Rows from a box labeling dataset:
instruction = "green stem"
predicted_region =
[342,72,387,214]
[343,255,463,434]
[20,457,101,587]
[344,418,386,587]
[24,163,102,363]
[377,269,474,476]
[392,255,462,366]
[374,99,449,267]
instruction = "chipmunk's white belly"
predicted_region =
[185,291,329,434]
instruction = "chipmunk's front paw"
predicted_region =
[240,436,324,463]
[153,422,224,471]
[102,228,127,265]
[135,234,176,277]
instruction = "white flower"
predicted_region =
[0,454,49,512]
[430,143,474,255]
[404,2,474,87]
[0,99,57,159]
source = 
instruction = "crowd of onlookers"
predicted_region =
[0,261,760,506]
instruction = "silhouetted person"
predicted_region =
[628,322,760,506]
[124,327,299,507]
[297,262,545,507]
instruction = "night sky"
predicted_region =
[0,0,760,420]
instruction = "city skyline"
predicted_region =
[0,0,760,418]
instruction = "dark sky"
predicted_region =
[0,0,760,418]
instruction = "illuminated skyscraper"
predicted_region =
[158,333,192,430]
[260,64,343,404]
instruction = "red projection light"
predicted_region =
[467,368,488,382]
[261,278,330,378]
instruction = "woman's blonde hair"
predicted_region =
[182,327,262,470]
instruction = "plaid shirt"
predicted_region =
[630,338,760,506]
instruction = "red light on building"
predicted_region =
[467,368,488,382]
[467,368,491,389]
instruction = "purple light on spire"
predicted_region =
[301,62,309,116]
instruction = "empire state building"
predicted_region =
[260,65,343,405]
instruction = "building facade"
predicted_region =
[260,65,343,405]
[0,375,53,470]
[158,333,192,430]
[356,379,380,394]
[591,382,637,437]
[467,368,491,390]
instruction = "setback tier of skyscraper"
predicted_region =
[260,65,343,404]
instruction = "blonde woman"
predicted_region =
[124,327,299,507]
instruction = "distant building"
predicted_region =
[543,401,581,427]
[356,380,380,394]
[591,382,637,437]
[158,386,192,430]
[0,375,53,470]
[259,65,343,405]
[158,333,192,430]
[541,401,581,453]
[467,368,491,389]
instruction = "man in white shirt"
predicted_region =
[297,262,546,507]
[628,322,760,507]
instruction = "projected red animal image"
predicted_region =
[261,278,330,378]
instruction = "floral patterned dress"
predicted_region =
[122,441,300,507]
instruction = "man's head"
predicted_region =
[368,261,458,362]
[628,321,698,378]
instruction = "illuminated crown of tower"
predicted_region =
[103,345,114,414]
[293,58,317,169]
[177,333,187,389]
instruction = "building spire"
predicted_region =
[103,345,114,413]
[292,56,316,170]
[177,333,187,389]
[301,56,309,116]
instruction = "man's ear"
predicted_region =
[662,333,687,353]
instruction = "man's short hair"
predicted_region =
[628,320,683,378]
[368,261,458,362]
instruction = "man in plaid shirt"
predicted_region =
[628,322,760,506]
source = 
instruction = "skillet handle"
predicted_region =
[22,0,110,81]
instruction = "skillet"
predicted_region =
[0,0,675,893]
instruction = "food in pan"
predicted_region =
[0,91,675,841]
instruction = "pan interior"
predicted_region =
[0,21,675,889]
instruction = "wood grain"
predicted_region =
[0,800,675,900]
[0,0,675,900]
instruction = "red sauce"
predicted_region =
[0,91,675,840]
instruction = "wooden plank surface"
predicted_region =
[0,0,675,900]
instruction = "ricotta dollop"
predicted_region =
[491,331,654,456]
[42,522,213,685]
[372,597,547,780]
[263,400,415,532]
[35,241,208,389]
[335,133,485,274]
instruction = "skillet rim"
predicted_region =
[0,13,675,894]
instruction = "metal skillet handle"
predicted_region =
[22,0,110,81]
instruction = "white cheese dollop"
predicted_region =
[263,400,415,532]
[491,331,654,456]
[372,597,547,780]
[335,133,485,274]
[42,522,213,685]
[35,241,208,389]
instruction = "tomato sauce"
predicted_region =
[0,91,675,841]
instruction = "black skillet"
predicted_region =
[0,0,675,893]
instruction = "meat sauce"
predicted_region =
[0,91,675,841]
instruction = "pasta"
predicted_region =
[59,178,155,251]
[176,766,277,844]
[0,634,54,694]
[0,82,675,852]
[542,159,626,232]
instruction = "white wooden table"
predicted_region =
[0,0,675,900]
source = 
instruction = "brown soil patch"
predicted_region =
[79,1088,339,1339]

Task to complete
Transcribe the records above exactly as they appear.

Complete response
instruction = "green stem"
predicted_region =
[342,72,387,214]
[343,255,463,434]
[20,457,101,587]
[344,418,386,587]
[24,163,102,363]
[377,269,474,476]
[392,255,462,366]
[374,99,449,267]
instruction = "chipmunk's white belly"
predicted_region =
[185,291,329,434]
instruction = "chipmunk's front paw"
predicted_region =
[240,436,324,463]
[153,422,224,471]
[102,228,127,265]
[135,234,176,277]
instruction = "white flower"
predicted_region =
[0,454,49,512]
[430,143,474,255]
[404,2,474,87]
[0,99,57,159]
source = 
instruction = "crowd of onlookers"
predicted_region =
[0,261,760,506]
instruction = "silhouetted person"
predicted_region =
[628,322,760,506]
[124,327,299,507]
[297,262,545,507]
instruction = "night sky"
predicted_region =
[0,0,760,420]
instruction = "city skyline"
predicted_region =
[0,0,760,418]
instruction = "dark sky"
predicted_region =
[0,0,760,418]
instruction = "illuminated skyscraper"
predicted_region =
[158,333,192,430]
[260,64,343,404]
instruction = "red projection light"
predicted_region =
[467,368,488,382]
[261,278,330,378]
instruction = "woman's blonde hair"
predicted_region =
[182,327,262,470]
instruction = "plaid shirt"
predicted_region =
[630,338,760,506]
instruction = "red light on building"
predicted_region =
[467,368,488,382]
[467,368,491,389]
instruction = "purple light on spire"
predicted_region =
[301,62,309,116]
instruction = "empire state building"
predicted_region =
[260,65,343,405]
instruction = "building facade"
predicted_region =
[260,65,343,405]
[0,375,53,470]
[158,333,192,430]
[356,379,380,394]
[591,382,637,437]
[467,368,491,390]
instruction = "setback tier of skyscraper"
predicted_region =
[260,65,343,404]
instruction = "blonde woman"
predicted_region =
[124,327,299,507]
instruction = "distant building"
predicted_region =
[543,401,581,427]
[356,380,380,394]
[591,382,637,437]
[158,386,192,430]
[0,375,53,470]
[259,65,343,405]
[158,333,192,430]
[541,401,581,453]
[467,368,491,389]
instruction = "man in white shirt"
predicted_region =
[297,262,546,507]
[628,322,760,507]
instruction = "projected red animal image"
predicted_region =
[261,278,330,378]
instruction = "floral patterned dress"
predicted_region =
[122,441,300,507]
instruction = "man's head"
predicted_region =
[368,261,458,362]
[628,321,698,378]
instruction = "illuminated crown of tower"
predicted_region =
[103,345,114,414]
[293,58,317,169]
[177,333,187,389]
instruction = "building spire"
predicted_region =
[103,345,114,413]
[292,56,316,170]
[177,333,187,389]
[301,56,309,116]
instruction = "man's ear"
predicted_region =
[662,333,687,353]
instruction = "man's short hair"
predicted_region =
[628,320,683,378]
[368,261,458,362]
instruction = "man in plaid shirt"
predicted_region =
[628,322,760,506]
source = 
instruction = "skillet handle"
predicted_region =
[22,0,110,81]
instruction = "skillet"
predicted_region =
[0,0,675,893]
instruction = "food in pan"
predicted_region =
[0,91,675,841]
instruction = "pan interior"
predicted_region =
[0,21,675,889]
instruction = "wood grain"
predicted_region =
[0,800,675,900]
[0,0,675,900]
instruction = "red sauce"
predicted_region =
[0,91,675,840]
instruction = "wooden plank surface"
predicted_region =
[0,0,675,900]
instruction = "ricotta dollop"
predicted_region =
[491,331,654,456]
[42,522,213,685]
[372,597,547,780]
[263,400,415,532]
[35,241,208,389]
[335,133,485,274]
instruction = "skillet rim"
predicted_region =
[0,13,675,894]
instruction = "metal skillet handle"
predicted_region =
[22,0,110,81]
instruction = "white cheese dollop"
predicted_region =
[263,400,415,532]
[491,331,654,456]
[372,597,547,780]
[335,133,485,274]
[42,522,213,685]
[35,241,208,389]
instruction = "tomato sauce"
predicted_region =
[0,91,675,841]
instruction = "black skillet"
predicted_region =
[0,0,675,893]
instruction = "meat sauce"
predicted_region =
[0,91,675,841]
instruction = "pasta"
predicted_region =
[59,178,155,251]
[176,766,277,844]
[0,634,54,694]
[0,82,675,852]
[542,159,626,232]
instruction = "white wooden table"
predicted_region =
[0,0,675,900]
source = 
instruction = "brown soil patch"
predicted_region =
[79,1088,339,1339]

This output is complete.